Exercise goal. Output the lines from the one containing "Where can the laptop screen" through the one containing "[1084, 604]", both included, copying them exactly with no other text.

Start of Input for this task

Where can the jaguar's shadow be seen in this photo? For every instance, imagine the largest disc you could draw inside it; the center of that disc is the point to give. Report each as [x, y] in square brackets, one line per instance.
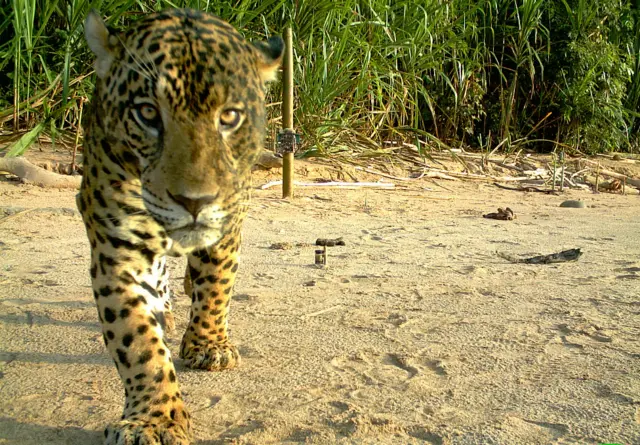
[13, 431]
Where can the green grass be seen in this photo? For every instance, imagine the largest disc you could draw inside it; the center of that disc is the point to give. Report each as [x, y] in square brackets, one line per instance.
[472, 73]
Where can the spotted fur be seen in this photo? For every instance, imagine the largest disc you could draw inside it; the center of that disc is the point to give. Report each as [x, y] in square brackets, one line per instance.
[176, 122]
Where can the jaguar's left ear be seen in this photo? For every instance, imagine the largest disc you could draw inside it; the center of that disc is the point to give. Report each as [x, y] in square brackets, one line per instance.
[269, 57]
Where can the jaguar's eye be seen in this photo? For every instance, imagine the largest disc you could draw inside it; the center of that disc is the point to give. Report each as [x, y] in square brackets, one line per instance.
[148, 116]
[230, 119]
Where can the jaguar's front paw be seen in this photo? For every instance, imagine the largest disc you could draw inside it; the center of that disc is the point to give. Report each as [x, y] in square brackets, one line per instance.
[143, 432]
[209, 355]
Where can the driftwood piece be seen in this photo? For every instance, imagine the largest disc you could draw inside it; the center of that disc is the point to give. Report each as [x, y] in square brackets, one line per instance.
[330, 242]
[33, 174]
[347, 185]
[527, 188]
[502, 215]
[560, 257]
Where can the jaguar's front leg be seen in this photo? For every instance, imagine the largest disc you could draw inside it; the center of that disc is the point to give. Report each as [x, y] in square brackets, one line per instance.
[211, 274]
[128, 306]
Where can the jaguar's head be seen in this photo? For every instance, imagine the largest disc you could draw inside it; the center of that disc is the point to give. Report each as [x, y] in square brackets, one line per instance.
[179, 103]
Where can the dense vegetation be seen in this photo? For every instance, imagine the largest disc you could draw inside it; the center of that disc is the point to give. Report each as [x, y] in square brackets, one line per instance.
[485, 74]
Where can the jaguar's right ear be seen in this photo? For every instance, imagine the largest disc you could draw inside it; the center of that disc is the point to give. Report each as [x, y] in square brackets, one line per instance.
[100, 41]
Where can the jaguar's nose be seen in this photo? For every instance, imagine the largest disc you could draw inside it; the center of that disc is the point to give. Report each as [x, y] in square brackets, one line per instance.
[193, 206]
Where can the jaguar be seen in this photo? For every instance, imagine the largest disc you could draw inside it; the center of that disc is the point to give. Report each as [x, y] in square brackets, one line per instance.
[175, 123]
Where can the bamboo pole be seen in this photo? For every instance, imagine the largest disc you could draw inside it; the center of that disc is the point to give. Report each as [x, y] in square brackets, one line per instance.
[287, 113]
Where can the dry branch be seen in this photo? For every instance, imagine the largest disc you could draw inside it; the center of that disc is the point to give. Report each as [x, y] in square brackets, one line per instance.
[385, 185]
[33, 174]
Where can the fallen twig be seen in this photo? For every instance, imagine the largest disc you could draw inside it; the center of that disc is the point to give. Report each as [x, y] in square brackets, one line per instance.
[323, 311]
[384, 185]
[33, 174]
[560, 257]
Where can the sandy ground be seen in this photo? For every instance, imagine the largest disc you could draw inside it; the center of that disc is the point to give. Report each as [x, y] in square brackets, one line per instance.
[415, 332]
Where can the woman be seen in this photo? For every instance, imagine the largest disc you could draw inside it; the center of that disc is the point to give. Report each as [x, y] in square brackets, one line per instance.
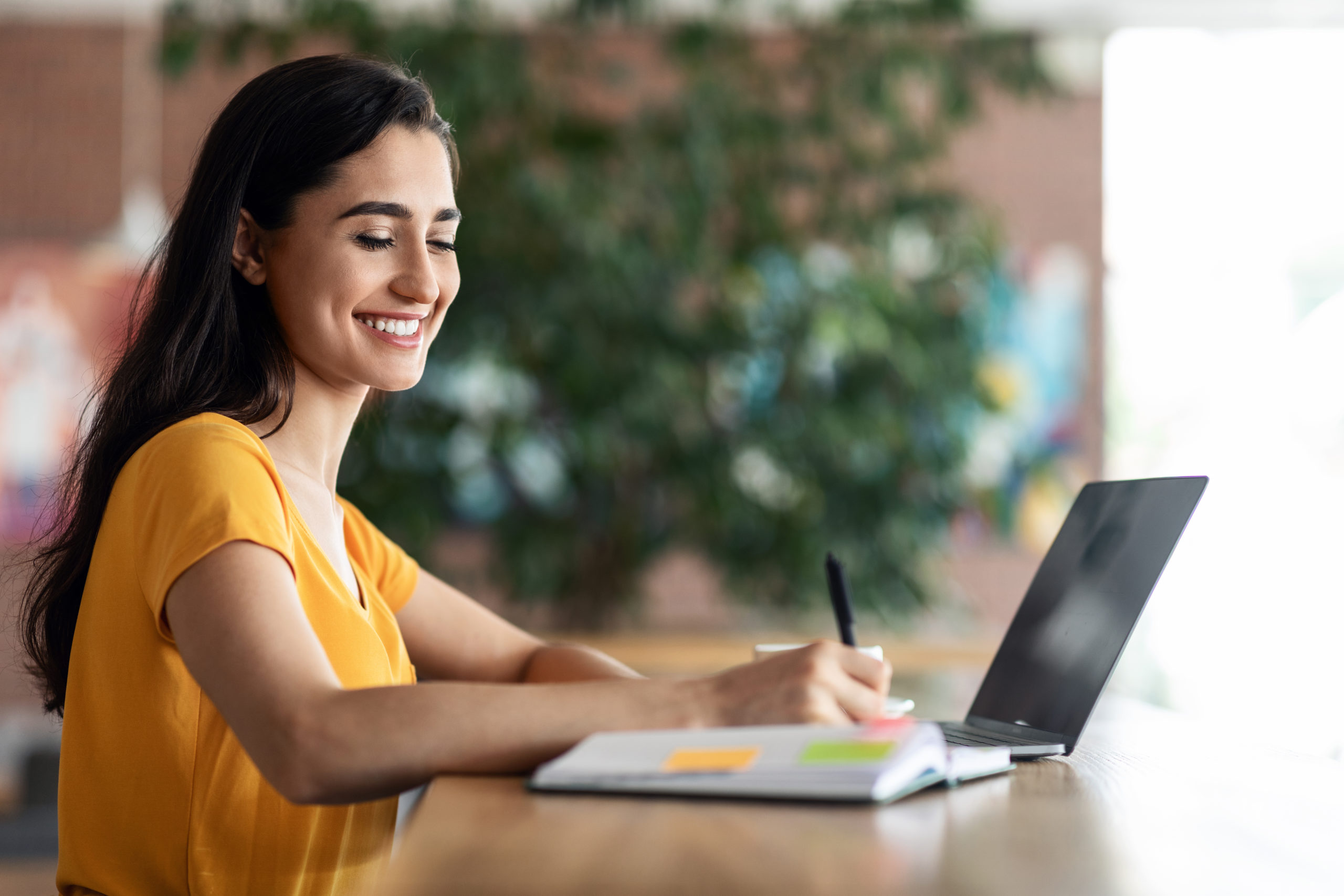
[227, 638]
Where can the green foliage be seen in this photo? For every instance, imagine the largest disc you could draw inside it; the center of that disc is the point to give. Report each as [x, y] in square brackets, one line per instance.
[710, 297]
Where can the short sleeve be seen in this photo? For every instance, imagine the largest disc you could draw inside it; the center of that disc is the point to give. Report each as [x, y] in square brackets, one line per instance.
[195, 487]
[394, 573]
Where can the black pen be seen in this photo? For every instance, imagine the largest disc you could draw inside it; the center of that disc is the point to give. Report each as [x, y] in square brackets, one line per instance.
[841, 599]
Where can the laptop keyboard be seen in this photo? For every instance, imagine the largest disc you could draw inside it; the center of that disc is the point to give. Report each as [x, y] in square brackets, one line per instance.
[958, 734]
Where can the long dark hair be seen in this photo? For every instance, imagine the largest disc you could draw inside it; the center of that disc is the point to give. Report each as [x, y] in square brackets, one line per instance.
[201, 338]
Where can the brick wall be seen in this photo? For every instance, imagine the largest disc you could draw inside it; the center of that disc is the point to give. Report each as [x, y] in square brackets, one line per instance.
[61, 116]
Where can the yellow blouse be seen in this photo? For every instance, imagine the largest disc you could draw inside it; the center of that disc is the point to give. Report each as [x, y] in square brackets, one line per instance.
[156, 793]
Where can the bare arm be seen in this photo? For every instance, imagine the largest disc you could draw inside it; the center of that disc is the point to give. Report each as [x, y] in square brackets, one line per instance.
[241, 629]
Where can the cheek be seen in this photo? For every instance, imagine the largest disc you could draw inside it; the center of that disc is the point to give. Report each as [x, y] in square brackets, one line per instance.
[315, 292]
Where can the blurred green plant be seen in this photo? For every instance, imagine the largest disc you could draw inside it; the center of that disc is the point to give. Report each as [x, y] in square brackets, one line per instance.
[711, 296]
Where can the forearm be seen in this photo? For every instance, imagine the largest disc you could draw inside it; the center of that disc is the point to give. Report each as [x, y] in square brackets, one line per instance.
[560, 662]
[370, 743]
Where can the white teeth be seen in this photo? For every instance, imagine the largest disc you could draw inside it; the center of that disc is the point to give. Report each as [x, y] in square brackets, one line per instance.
[395, 327]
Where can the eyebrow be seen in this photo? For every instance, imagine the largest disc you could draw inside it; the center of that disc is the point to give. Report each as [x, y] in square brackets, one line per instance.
[397, 210]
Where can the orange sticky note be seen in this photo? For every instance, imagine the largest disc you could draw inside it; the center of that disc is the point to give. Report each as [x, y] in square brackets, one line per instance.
[711, 760]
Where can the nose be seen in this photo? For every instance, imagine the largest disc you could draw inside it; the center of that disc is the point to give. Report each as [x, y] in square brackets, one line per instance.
[416, 280]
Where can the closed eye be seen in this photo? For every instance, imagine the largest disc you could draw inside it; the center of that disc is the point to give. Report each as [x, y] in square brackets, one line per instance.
[374, 244]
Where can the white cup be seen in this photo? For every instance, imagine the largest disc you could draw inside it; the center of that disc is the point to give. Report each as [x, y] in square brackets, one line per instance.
[762, 650]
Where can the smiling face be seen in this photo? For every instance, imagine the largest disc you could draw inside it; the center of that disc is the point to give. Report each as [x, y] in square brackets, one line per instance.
[363, 275]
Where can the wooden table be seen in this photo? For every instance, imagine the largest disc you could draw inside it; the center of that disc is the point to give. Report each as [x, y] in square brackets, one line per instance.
[1151, 804]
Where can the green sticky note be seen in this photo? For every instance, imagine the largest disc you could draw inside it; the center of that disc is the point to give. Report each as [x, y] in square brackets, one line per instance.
[844, 753]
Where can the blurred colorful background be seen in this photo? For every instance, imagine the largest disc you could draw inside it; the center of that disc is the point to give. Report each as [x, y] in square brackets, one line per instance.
[747, 284]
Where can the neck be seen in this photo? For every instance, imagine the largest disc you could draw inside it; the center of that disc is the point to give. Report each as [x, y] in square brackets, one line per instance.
[315, 436]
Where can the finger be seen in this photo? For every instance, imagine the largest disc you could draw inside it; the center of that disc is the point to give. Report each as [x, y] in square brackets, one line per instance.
[824, 710]
[858, 700]
[875, 673]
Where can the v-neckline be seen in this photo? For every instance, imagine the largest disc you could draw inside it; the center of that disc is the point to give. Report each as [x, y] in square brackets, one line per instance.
[359, 599]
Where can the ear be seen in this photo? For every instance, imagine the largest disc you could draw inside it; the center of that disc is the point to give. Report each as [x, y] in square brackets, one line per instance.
[249, 256]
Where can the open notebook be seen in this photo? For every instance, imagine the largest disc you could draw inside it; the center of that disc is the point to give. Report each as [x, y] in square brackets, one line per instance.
[875, 762]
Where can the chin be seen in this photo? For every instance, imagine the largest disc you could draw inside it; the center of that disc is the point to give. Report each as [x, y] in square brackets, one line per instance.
[393, 383]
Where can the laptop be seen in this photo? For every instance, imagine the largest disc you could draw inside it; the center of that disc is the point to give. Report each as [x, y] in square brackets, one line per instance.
[1077, 617]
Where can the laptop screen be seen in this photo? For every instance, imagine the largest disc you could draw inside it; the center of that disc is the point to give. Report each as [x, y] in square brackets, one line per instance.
[1084, 604]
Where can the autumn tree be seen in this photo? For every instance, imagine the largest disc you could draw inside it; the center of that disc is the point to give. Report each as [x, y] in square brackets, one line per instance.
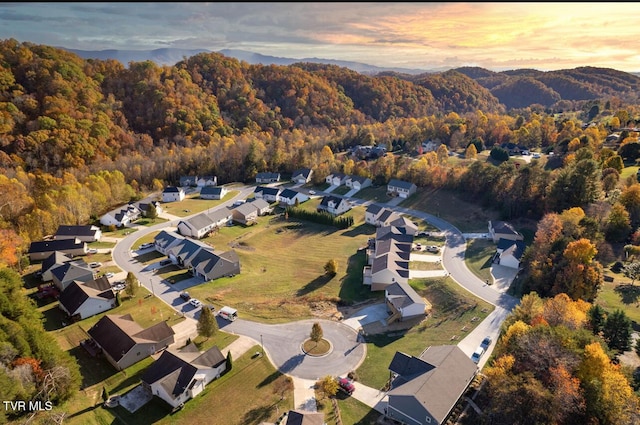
[207, 323]
[316, 332]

End of Input for this task

Finished task.
Where can the laptop screen be seen in this photo? For every instance, imagine the largest disc you could draw inside it; the center of that disc is the point to give. Report each as [x, y] in square brackets, one line per instance.
[1084, 604]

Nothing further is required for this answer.